Work order: Every entry should come back exactly as written, minus the pictures.

• • •

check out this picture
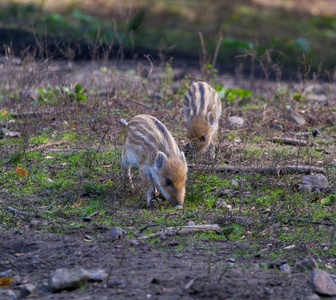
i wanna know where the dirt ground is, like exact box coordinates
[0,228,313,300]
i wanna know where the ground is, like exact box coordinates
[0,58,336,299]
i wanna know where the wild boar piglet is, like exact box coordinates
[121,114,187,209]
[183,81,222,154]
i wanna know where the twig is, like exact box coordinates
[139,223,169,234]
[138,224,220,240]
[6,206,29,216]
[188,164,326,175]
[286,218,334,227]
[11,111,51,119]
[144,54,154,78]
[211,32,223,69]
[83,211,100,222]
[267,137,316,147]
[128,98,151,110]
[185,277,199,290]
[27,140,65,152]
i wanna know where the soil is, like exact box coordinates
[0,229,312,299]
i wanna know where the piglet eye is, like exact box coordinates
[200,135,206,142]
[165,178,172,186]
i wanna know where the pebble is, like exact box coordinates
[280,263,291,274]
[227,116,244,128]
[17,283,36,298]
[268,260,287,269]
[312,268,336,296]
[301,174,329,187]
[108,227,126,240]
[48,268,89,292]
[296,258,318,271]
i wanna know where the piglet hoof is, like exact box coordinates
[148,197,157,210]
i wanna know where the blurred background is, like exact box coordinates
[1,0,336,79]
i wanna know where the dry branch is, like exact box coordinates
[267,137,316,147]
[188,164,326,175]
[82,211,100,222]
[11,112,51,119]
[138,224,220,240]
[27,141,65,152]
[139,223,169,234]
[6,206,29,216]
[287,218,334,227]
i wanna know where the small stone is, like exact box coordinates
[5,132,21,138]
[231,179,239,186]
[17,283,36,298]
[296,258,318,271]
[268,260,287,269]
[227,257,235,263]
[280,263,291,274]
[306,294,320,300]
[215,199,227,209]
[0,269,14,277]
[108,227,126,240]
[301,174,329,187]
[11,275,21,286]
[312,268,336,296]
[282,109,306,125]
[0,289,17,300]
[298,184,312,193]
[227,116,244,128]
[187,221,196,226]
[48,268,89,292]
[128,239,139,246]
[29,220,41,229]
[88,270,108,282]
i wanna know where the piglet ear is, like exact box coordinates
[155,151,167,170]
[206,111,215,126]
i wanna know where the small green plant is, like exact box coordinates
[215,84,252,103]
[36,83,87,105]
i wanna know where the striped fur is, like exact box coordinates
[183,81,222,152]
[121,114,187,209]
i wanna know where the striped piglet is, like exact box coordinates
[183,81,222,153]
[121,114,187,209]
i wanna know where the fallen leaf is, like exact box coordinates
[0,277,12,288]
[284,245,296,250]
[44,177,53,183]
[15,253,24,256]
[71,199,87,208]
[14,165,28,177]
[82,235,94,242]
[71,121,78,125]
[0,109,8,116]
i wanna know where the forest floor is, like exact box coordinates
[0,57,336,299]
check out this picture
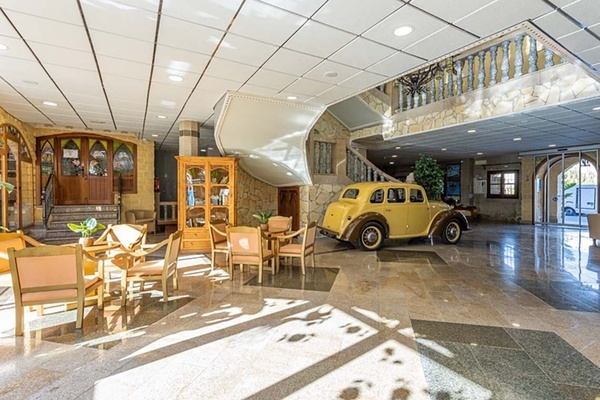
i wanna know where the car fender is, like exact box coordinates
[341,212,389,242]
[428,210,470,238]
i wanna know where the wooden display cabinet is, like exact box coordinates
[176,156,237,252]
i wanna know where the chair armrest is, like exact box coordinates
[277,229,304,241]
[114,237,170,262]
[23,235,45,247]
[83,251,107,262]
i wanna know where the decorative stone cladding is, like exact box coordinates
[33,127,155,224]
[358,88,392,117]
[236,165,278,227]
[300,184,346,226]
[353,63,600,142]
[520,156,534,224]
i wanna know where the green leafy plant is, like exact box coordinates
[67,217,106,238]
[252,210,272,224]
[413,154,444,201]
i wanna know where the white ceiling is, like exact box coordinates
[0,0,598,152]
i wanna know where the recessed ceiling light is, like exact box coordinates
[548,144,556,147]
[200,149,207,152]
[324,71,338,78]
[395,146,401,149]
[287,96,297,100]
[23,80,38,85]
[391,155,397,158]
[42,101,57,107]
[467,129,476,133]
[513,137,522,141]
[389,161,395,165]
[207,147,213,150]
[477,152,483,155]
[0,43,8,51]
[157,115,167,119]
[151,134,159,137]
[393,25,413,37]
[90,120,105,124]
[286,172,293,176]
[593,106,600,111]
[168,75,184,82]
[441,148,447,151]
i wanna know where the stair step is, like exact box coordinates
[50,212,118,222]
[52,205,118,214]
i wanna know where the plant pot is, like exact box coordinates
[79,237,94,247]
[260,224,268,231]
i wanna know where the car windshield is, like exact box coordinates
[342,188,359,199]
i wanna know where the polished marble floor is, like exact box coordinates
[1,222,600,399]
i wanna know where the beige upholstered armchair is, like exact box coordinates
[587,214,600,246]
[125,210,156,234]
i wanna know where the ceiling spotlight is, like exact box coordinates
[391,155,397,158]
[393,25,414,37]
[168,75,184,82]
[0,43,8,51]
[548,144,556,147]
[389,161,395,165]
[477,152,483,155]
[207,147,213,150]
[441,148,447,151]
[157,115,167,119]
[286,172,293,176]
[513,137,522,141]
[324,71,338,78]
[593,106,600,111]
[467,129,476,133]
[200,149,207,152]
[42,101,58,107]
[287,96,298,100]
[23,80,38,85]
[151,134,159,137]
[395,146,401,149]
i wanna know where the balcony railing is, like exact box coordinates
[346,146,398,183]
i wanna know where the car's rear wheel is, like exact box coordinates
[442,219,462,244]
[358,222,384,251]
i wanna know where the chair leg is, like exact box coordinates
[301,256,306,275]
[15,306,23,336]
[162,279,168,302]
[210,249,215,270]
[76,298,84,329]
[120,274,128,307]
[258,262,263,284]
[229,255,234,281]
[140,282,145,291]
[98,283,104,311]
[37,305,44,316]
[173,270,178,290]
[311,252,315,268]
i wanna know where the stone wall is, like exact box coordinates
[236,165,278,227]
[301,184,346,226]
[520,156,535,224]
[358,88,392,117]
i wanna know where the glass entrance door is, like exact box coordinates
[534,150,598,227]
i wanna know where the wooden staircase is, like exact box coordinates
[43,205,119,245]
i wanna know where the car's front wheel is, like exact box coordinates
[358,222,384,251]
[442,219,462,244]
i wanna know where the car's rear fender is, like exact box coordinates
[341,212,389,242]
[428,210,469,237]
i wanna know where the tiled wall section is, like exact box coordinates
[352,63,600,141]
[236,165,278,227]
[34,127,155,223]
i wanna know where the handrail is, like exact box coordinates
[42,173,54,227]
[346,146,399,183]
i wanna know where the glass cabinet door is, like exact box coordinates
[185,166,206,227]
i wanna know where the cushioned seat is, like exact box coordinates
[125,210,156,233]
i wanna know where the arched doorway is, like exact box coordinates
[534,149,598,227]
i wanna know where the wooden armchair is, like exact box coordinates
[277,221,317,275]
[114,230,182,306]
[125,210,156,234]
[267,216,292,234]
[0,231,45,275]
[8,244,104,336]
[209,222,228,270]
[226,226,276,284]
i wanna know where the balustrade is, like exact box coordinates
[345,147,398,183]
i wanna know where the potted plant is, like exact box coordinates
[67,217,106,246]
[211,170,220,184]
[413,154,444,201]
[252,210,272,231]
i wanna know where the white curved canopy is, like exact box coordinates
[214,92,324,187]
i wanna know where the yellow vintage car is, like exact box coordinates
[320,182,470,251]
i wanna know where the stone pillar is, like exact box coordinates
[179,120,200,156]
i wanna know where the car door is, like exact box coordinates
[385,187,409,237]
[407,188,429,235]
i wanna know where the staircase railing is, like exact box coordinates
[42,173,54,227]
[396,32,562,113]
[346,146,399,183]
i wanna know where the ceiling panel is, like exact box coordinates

• • •

Task result:
check out this picture
i wanna know where the dirt ground is, like exact box coordinates
[0,228,313,300]
i wanna know where the ground is, like exact box coordinates
[0,58,336,299]
i wanna know where the wild boar piglet is, like exact box coordinates
[121,114,187,209]
[183,81,222,154]
i wanna know where the twig is, like exact box coordinates
[139,223,169,234]
[138,224,220,240]
[6,206,29,216]
[188,164,326,175]
[286,218,334,227]
[11,111,51,119]
[144,54,154,78]
[211,32,223,69]
[83,211,100,222]
[267,137,316,147]
[128,98,151,110]
[185,277,199,290]
[27,140,65,152]
i wanna know where the soil is, like exact box coordinates
[0,229,312,299]
i wanna know where the piglet eye is, like exact box coordinates
[200,135,206,142]
[165,178,172,186]
i wanna know where the pebble is, like exact box coordinates
[280,263,291,274]
[227,116,244,128]
[17,283,36,298]
[268,260,287,269]
[312,268,336,296]
[301,174,329,187]
[108,227,126,240]
[48,268,89,292]
[296,258,318,271]
i wanna know where the piglet hoof is, like exact box coordinates
[148,197,157,210]
i wanna know where the blurred background is, like exact box coordinates
[1,0,336,79]
i wanna know where the dry branch is, like exact box coordinates
[267,137,316,147]
[188,164,326,175]
[82,211,100,222]
[11,112,51,119]
[138,224,220,240]
[27,141,65,152]
[139,223,169,234]
[6,206,29,216]
[287,218,334,227]
i wanna know where the small stone is, like exact box coordinates
[5,132,21,138]
[231,179,239,186]
[17,283,36,298]
[296,258,318,271]
[268,260,287,269]
[227,257,235,263]
[280,263,291,274]
[306,294,320,300]
[215,199,227,209]
[0,269,14,277]
[108,227,126,240]
[301,174,329,187]
[11,275,21,286]
[312,268,336,296]
[282,109,306,125]
[0,289,17,300]
[298,184,312,193]
[227,116,244,128]
[187,221,196,226]
[48,268,89,292]
[128,239,139,246]
[29,220,41,229]
[88,270,108,282]
i wanna know where the piglet ear is, like exact box coordinates
[155,151,167,170]
[206,111,215,126]
i wanna know where the small green plant is, like exact box coordinates
[215,84,252,103]
[36,83,87,105]
i wanna know where the striped fur is, like exact box coordinates
[183,81,222,152]
[121,114,187,209]
i wanna know where the striped piglet is, like exact box coordinates
[183,81,222,153]
[121,114,187,209]
i wanna know where the fallen leaf is, like exact box coordinates
[0,277,12,288]
[284,245,296,250]
[44,177,53,183]
[15,253,24,256]
[71,199,87,208]
[14,165,28,177]
[82,235,94,242]
[71,121,78,125]
[0,109,8,116]
i wanna know where the forest floor is, like exact box coordinates
[0,57,336,299]
check out this picture
i wanna know where the car fender is, like exact box coordinates
[341,212,389,242]
[428,210,470,238]
i wanna know where the wooden display cabinet is, like exact box coordinates
[176,156,237,252]
i wanna know where the chair armrest is, like exact box coordinates
[277,229,304,241]
[114,237,170,262]
[23,235,45,247]
[83,251,107,262]
i wanna know where the decorative stone cladding is, like exact box coordinates
[33,127,155,224]
[358,88,392,117]
[236,165,278,227]
[300,184,346,226]
[353,63,600,142]
[520,156,534,224]
i wanna know where the green leafy plant is, like exact box coordinates
[67,217,106,238]
[252,210,272,224]
[413,154,444,201]
i wanna know where the white ceiling is, like exact box coordinates
[0,0,598,152]
i wanna know where the recessed ceiling light is, like exact box coordinates
[548,144,556,147]
[200,149,207,152]
[324,71,338,78]
[395,146,401,149]
[287,96,297,100]
[23,80,38,85]
[391,155,397,158]
[42,101,57,107]
[467,129,476,133]
[513,137,522,141]
[389,161,395,165]
[207,147,213,150]
[477,152,483,155]
[0,43,8,51]
[157,115,167,119]
[151,134,159,137]
[393,25,413,37]
[90,120,105,124]
[286,172,293,176]
[593,106,600,111]
[168,75,184,82]
[441,148,447,151]
i wanna know where the stair step is, like exact box coordinates
[50,212,118,222]
[52,205,118,214]
i wanna know where the plant pot is, like exact box coordinates
[79,237,94,247]
[260,224,268,231]
i wanna know where the car windshield is, like exact box coordinates
[342,188,359,199]
i wanna know where the polished marble floor is, like exact box coordinates
[1,222,600,399]
i wanna know where the beige upholstered armchair is, like exact box coordinates
[587,214,600,246]
[125,210,156,234]
i wanna know where the ceiling spotlight is, like exact box coordinates
[391,155,397,158]
[393,25,414,37]
[168,75,184,82]
[0,43,8,51]
[548,144,556,147]
[389,161,395,165]
[477,152,483,155]
[207,147,213,150]
[441,148,447,151]
[157,115,167,119]
[286,172,293,176]
[513,137,522,141]
[324,71,338,78]
[593,106,600,111]
[467,129,476,133]
[200,149,207,152]
[42,101,58,107]
[287,96,298,100]
[23,80,38,85]
[151,134,159,137]
[395,146,401,149]
i wanna know where the balcony railing is, like exact box coordinates
[346,146,398,183]
i wanna know where the car's rear wheel is, like exact box coordinates
[442,219,462,244]
[358,222,384,251]
i wanna know where the chair leg is, like exact box coordinates
[301,256,306,275]
[15,306,23,336]
[162,279,168,302]
[210,249,215,270]
[76,298,84,329]
[120,274,128,307]
[258,262,263,284]
[229,255,234,281]
[140,282,145,291]
[98,283,104,311]
[37,305,44,316]
[173,270,178,290]
[311,252,315,268]
i wanna know where the stone wall is, like exact box coordinates
[236,165,278,227]
[301,184,346,226]
[520,156,535,224]
[358,88,392,117]
i wanna know where the glass entrance door is, like exact box coordinates
[534,150,598,227]
i wanna know where the wooden staircase is, like exact box coordinates
[43,205,119,245]
i wanna know where the car's front wheel is, like exact box coordinates
[358,222,384,251]
[442,219,462,244]
i wanna know where the car's rear fender is, like exact box coordinates
[341,212,389,242]
[428,210,469,237]
i wanna know where the tiled wall section is, like exact box coordinates
[352,63,600,141]
[236,165,278,227]
[34,127,155,223]
i wanna know where the handrail is, like exact box coordinates
[42,173,54,227]
[346,146,399,183]
i wanna know where the glass cabinet door is, like exact box coordinates
[185,166,206,227]
i wanna know where the cushioned seat is, like exact box coordinates
[125,210,156,233]
i wanna know where the arched doorway is, like exact box coordinates
[534,149,598,227]
i wanna know where the wooden armchair is, like exact box coordinates
[277,221,317,275]
[114,230,182,306]
[125,210,156,234]
[267,216,292,234]
[0,231,45,275]
[8,244,104,336]
[209,222,228,270]
[226,226,276,284]
i wanna know where the balustrade is, like exact box coordinates
[345,147,398,183]
i wanna know where the potted plant is, like exact box coordinates
[67,217,106,246]
[211,170,220,184]
[413,154,444,201]
[252,210,272,231]
i wanna know where the white curved canopy is, like exact box coordinates
[214,92,324,187]
i wanna know where the yellow vintage car is, like exact box coordinates
[320,182,470,251]
i wanna know where the stone pillar is, like exact box coordinates
[179,120,200,156]
i wanna know where the car door is, like exact box coordinates
[385,187,409,237]
[407,188,429,235]
i wanna know where the staircase railing is, like exact box coordinates
[42,173,54,227]
[396,32,562,113]
[346,146,399,183]
i wanna know where the ceiling panel is, like exact box coordinates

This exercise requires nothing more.